# [Written problem]
In the passage below on connectionist and statistical models of language, list every word or phrase set within quotation marks.

# [Passage given]
-- Begin --
Acknowledging the complexity of the physical neuronal substrate, there are simplistic connectionist approaches to language [76,77,78,79,18] which, with some success, have demonstrated how symbols and other symbolic structures may emerge from or be implemented with so-called ``sub-symbolic features.'' Strictly speaking, these approaches have to be called hybrid because they still start with an abstraction of characteristic sub-symbols. Enumeration is a common technique of implementing these sub-symbolic features. These sub-symbols have at least the most important symbolic features, that is, coordinates. They are nevertheless given from without and remain symbols in disguise (for example, Wickelfeatures employed in [76]). In fact, a ``neuron'' in these approaches has a coordinate as its label and an activation as its content, which render it a classical variable (a classical slot-filler). These endeavors may prove successful as far as engineering applications are concerned, but their theoretic implications, aside from being a limiting case of underlying quantum computation, is rather problematic. As far as the artifact design of sub-symbols is concerned, these approaches are top-down.

Statistical approaches are perhaps the most engineering-oriented among these models for language and logic. In language research, in particular, there are a growing number of projects [80,81,82,83] that employ large natural language corpora as the source of bottom-up knowledge. In reasoning, a similar motivation has spurred statistical modeling of decision making (Bayesian/Markov approach, etc.). The main merit of these approaches is that they emphasize quantitative aspects and are able to ``learn.'' Nevertheless, the constitutions of these models are more or less arbitrarily postulated. It is more a matter of engineering. For most statistical approaches, an intelligible explanation that can be traced to the brain is rather an unimportant issue. In fact, while a statistical approach can accommodate many intuitive stochastic processes, parameters of the model and the model itself (how many hidden states, for example), it is still far from the genuine physical implementation in the brain. At best, such approaches can be regarded as an engineering-oriented abstraction of mental tasks. Moreover, since the parameters involved are real numbers (therefore additive), they cannot account for wave-like interferences.

In general, all these soft-computing models suffer an explanatory gap between primitive behaviors and the highly sophisticated structural and logical reasoning of a human being. It is like trying to explain how an earthworm might comprehend the Pythagorean Theorem and articulate a proof. (A postulate of mechanistic evolution does not help, since all arguments against classical physics apply to it as well^8.1.) I believe this difficulty lies in the heterogeneity within the theory -- that discrete classical computation has to be reconciled with continuous classical physics. This is impossible without resorting to Cartesian/Newtonian dualism, which may render the theories incoherent. In fact, this may oblige many researchers to take an obscure and radical ``unscientific'' step in that, as Jack Copeland (who claims to be a physicalist himself) [84] put it, ``the physicalism is supported by nothing but faith.''
-- End --
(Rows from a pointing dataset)
-- Begin --
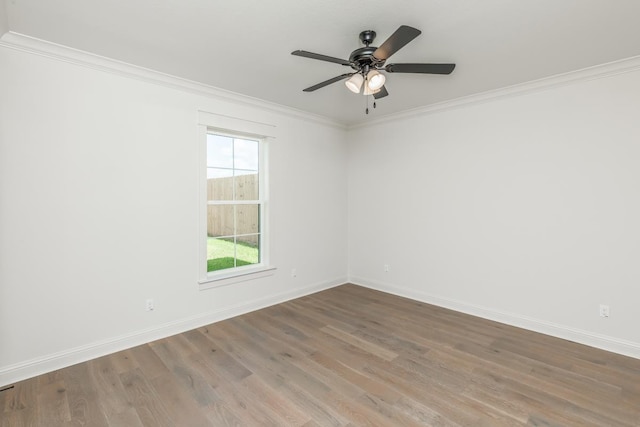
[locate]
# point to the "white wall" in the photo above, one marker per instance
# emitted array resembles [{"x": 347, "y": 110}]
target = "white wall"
[
  {"x": 4, "y": 25},
  {"x": 523, "y": 209},
  {"x": 98, "y": 211}
]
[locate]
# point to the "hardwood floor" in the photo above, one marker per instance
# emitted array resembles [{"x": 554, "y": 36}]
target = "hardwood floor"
[{"x": 348, "y": 356}]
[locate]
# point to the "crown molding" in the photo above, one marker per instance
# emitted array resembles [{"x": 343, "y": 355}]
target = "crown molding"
[
  {"x": 85, "y": 59},
  {"x": 601, "y": 71}
]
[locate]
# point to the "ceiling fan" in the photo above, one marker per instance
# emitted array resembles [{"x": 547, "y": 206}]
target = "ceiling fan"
[{"x": 369, "y": 61}]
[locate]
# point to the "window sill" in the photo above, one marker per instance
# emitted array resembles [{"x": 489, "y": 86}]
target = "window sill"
[{"x": 235, "y": 277}]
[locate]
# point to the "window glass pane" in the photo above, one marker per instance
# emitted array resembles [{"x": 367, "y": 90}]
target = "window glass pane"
[
  {"x": 221, "y": 253},
  {"x": 247, "y": 250},
  {"x": 219, "y": 184},
  {"x": 219, "y": 151},
  {"x": 220, "y": 221},
  {"x": 246, "y": 154},
  {"x": 246, "y": 187},
  {"x": 248, "y": 219}
]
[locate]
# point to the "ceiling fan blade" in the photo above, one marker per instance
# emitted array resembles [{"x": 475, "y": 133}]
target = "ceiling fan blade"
[
  {"x": 420, "y": 68},
  {"x": 397, "y": 41},
  {"x": 327, "y": 82},
  {"x": 381, "y": 94},
  {"x": 312, "y": 55}
]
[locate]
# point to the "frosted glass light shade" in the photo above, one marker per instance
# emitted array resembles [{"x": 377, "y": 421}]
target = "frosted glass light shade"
[
  {"x": 375, "y": 80},
  {"x": 368, "y": 91},
  {"x": 354, "y": 83}
]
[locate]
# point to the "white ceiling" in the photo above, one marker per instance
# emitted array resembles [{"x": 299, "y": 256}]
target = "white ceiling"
[{"x": 245, "y": 46}]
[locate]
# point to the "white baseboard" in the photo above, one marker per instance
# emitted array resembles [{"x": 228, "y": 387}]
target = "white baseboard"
[
  {"x": 615, "y": 345},
  {"x": 21, "y": 371}
]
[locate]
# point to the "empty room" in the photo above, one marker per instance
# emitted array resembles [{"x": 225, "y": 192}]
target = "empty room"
[{"x": 336, "y": 213}]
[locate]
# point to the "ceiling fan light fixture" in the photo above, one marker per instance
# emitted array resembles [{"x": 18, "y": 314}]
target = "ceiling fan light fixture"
[
  {"x": 375, "y": 80},
  {"x": 355, "y": 83},
  {"x": 368, "y": 91}
]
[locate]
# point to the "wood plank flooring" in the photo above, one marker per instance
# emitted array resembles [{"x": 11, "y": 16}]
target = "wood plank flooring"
[{"x": 348, "y": 356}]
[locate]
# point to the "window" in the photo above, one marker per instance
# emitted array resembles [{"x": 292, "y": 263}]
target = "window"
[
  {"x": 233, "y": 207},
  {"x": 234, "y": 202}
]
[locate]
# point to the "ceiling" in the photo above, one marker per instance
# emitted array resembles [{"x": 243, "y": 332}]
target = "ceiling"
[{"x": 245, "y": 46}]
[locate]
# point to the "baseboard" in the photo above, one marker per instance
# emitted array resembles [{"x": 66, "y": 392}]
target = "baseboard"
[
  {"x": 21, "y": 371},
  {"x": 626, "y": 348}
]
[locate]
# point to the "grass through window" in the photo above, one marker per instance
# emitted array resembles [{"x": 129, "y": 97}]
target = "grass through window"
[{"x": 221, "y": 253}]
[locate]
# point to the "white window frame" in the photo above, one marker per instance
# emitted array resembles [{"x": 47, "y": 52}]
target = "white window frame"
[{"x": 236, "y": 128}]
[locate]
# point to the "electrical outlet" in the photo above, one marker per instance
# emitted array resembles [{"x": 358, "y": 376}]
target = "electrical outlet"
[{"x": 604, "y": 310}]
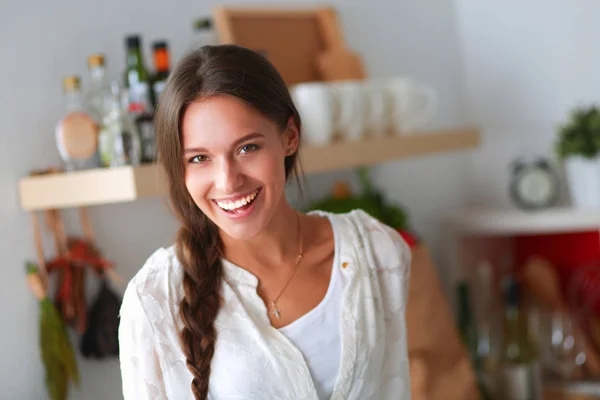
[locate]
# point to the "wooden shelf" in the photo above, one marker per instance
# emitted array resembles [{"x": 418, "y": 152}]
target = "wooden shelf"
[
  {"x": 122, "y": 184},
  {"x": 513, "y": 222}
]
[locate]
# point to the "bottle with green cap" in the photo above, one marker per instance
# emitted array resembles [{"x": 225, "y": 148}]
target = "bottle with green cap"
[
  {"x": 137, "y": 83},
  {"x": 520, "y": 373}
]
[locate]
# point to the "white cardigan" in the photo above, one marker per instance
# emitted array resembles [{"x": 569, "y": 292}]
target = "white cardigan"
[{"x": 253, "y": 360}]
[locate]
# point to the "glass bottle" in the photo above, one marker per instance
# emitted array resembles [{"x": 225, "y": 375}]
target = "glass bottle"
[
  {"x": 520, "y": 373},
  {"x": 119, "y": 138},
  {"x": 76, "y": 131},
  {"x": 162, "y": 67},
  {"x": 489, "y": 319},
  {"x": 137, "y": 82},
  {"x": 99, "y": 88},
  {"x": 468, "y": 331}
]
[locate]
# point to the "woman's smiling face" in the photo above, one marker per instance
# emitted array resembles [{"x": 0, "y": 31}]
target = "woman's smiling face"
[{"x": 234, "y": 163}]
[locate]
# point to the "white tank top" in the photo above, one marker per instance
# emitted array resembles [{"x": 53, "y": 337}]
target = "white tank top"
[{"x": 317, "y": 335}]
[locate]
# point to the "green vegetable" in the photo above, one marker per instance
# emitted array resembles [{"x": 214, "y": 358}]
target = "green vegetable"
[
  {"x": 580, "y": 135},
  {"x": 57, "y": 353}
]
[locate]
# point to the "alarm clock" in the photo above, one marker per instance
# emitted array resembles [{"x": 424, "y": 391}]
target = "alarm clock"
[{"x": 534, "y": 184}]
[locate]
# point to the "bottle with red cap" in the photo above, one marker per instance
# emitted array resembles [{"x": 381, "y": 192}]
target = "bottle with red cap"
[{"x": 162, "y": 68}]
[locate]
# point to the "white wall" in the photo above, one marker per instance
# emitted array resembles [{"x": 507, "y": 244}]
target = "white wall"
[
  {"x": 43, "y": 41},
  {"x": 526, "y": 64}
]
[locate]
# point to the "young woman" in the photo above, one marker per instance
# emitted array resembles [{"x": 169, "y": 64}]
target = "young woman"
[{"x": 256, "y": 300}]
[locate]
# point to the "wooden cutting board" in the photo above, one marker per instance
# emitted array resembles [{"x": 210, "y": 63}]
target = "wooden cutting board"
[{"x": 340, "y": 64}]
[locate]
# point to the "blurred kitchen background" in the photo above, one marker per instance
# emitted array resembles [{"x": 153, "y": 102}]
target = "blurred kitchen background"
[{"x": 506, "y": 75}]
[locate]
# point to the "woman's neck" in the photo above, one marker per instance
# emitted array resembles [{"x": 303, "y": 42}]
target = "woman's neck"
[{"x": 280, "y": 237}]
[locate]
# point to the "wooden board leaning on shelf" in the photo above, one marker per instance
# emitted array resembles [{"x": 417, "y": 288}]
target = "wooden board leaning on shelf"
[{"x": 122, "y": 184}]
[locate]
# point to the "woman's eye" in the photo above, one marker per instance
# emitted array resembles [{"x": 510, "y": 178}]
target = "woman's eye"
[
  {"x": 248, "y": 148},
  {"x": 198, "y": 159}
]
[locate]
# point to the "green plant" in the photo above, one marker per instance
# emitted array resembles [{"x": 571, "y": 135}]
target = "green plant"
[
  {"x": 580, "y": 135},
  {"x": 369, "y": 200}
]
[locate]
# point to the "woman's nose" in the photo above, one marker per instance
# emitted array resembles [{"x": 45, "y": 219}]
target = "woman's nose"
[{"x": 228, "y": 177}]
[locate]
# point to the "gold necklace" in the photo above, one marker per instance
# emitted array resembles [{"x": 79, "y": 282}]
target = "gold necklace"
[{"x": 276, "y": 311}]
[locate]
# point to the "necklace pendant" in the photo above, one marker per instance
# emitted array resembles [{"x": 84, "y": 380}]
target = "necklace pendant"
[{"x": 276, "y": 311}]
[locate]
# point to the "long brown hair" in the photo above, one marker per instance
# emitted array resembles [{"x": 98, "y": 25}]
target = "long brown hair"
[{"x": 209, "y": 71}]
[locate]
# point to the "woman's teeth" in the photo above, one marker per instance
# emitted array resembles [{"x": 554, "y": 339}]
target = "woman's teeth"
[{"x": 233, "y": 205}]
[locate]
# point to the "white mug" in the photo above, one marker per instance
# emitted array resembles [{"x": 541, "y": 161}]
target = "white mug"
[
  {"x": 314, "y": 103},
  {"x": 415, "y": 104},
  {"x": 349, "y": 108},
  {"x": 380, "y": 107}
]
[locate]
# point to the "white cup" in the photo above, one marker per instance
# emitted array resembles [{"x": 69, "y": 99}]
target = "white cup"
[
  {"x": 349, "y": 108},
  {"x": 415, "y": 104},
  {"x": 314, "y": 103},
  {"x": 380, "y": 107}
]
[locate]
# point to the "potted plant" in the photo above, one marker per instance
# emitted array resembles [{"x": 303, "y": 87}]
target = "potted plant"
[{"x": 578, "y": 145}]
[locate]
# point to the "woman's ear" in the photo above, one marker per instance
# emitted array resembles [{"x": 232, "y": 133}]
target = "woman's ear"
[{"x": 291, "y": 137}]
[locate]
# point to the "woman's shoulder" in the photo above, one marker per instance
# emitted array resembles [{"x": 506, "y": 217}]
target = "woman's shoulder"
[
  {"x": 385, "y": 244},
  {"x": 158, "y": 276}
]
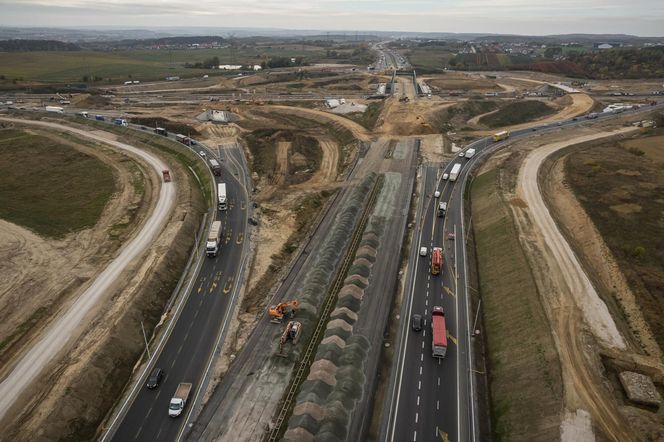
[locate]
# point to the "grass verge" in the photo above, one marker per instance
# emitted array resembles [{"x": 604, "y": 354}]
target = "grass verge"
[
  {"x": 525, "y": 380},
  {"x": 621, "y": 189},
  {"x": 517, "y": 112},
  {"x": 56, "y": 189},
  {"x": 369, "y": 117}
]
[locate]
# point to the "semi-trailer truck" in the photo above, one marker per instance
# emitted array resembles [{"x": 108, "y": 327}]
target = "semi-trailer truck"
[
  {"x": 221, "y": 195},
  {"x": 436, "y": 261},
  {"x": 442, "y": 208},
  {"x": 215, "y": 167},
  {"x": 183, "y": 139},
  {"x": 502, "y": 135},
  {"x": 213, "y": 243},
  {"x": 179, "y": 399},
  {"x": 438, "y": 333},
  {"x": 454, "y": 174}
]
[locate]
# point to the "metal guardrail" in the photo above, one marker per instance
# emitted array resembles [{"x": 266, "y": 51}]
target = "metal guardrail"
[{"x": 305, "y": 362}]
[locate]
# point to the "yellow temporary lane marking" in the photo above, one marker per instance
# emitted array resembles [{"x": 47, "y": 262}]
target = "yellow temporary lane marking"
[
  {"x": 229, "y": 285},
  {"x": 215, "y": 280}
]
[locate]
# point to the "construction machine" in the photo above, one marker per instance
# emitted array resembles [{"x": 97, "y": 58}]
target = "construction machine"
[
  {"x": 284, "y": 310},
  {"x": 291, "y": 332}
]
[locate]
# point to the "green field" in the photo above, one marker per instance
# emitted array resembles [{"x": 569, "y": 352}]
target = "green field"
[
  {"x": 142, "y": 65},
  {"x": 524, "y": 371},
  {"x": 428, "y": 58},
  {"x": 456, "y": 116},
  {"x": 517, "y": 113},
  {"x": 48, "y": 187}
]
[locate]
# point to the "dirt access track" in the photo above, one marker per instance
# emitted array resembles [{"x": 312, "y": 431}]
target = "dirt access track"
[
  {"x": 581, "y": 104},
  {"x": 68, "y": 326},
  {"x": 358, "y": 131},
  {"x": 572, "y": 301}
]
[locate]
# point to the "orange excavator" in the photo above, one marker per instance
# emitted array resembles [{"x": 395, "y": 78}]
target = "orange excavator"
[
  {"x": 291, "y": 333},
  {"x": 284, "y": 310}
]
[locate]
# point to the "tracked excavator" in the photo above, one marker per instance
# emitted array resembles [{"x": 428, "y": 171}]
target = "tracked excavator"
[
  {"x": 291, "y": 333},
  {"x": 284, "y": 310}
]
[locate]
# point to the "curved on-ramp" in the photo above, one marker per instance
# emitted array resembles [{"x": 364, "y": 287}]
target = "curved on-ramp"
[
  {"x": 580, "y": 377},
  {"x": 54, "y": 339}
]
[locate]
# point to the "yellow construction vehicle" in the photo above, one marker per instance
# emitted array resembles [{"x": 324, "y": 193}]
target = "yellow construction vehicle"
[{"x": 284, "y": 310}]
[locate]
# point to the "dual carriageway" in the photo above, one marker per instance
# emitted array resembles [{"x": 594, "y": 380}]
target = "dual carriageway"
[{"x": 428, "y": 398}]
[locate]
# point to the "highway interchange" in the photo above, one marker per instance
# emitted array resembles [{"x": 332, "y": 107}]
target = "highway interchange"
[
  {"x": 433, "y": 399},
  {"x": 428, "y": 399},
  {"x": 187, "y": 349}
]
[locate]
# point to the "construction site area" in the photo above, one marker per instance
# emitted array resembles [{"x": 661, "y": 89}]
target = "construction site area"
[{"x": 257, "y": 249}]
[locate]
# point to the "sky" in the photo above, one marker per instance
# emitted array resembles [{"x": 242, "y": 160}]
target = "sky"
[{"x": 528, "y": 17}]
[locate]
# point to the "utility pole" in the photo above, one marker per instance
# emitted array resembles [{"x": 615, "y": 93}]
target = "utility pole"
[
  {"x": 145, "y": 338},
  {"x": 477, "y": 314}
]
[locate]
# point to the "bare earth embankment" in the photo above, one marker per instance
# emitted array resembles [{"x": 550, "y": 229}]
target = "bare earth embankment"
[{"x": 78, "y": 385}]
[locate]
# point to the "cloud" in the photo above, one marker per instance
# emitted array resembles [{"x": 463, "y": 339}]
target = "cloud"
[{"x": 502, "y": 16}]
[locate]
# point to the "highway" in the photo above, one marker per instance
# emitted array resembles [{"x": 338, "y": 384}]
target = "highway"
[
  {"x": 433, "y": 399},
  {"x": 64, "y": 329},
  {"x": 189, "y": 346}
]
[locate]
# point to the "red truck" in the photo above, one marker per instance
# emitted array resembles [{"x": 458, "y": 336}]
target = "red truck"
[
  {"x": 436, "y": 261},
  {"x": 438, "y": 333},
  {"x": 215, "y": 167}
]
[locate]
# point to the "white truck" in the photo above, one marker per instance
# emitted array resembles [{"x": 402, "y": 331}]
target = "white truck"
[
  {"x": 56, "y": 109},
  {"x": 179, "y": 399},
  {"x": 442, "y": 208},
  {"x": 454, "y": 174},
  {"x": 221, "y": 195},
  {"x": 214, "y": 239}
]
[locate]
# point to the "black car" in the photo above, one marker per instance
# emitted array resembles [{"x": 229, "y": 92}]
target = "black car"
[
  {"x": 417, "y": 322},
  {"x": 155, "y": 378}
]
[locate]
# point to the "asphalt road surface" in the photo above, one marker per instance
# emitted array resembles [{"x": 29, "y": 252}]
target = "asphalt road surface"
[
  {"x": 63, "y": 330},
  {"x": 435, "y": 399},
  {"x": 198, "y": 331}
]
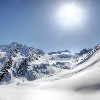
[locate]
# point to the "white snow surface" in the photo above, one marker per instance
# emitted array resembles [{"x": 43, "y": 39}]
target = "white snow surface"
[{"x": 79, "y": 83}]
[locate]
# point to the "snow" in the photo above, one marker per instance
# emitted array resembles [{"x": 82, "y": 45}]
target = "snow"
[{"x": 79, "y": 83}]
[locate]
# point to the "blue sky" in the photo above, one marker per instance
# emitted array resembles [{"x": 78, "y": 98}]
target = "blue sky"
[{"x": 34, "y": 22}]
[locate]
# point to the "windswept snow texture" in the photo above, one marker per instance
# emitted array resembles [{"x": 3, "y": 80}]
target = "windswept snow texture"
[{"x": 79, "y": 80}]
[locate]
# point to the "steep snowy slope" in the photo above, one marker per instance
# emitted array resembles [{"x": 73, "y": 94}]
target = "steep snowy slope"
[
  {"x": 20, "y": 62},
  {"x": 80, "y": 83}
]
-- End --
# [Full output]
- sub-symbolic features
- neuron
- learn
- unscientific
- the physicalism is supported by nothing but faith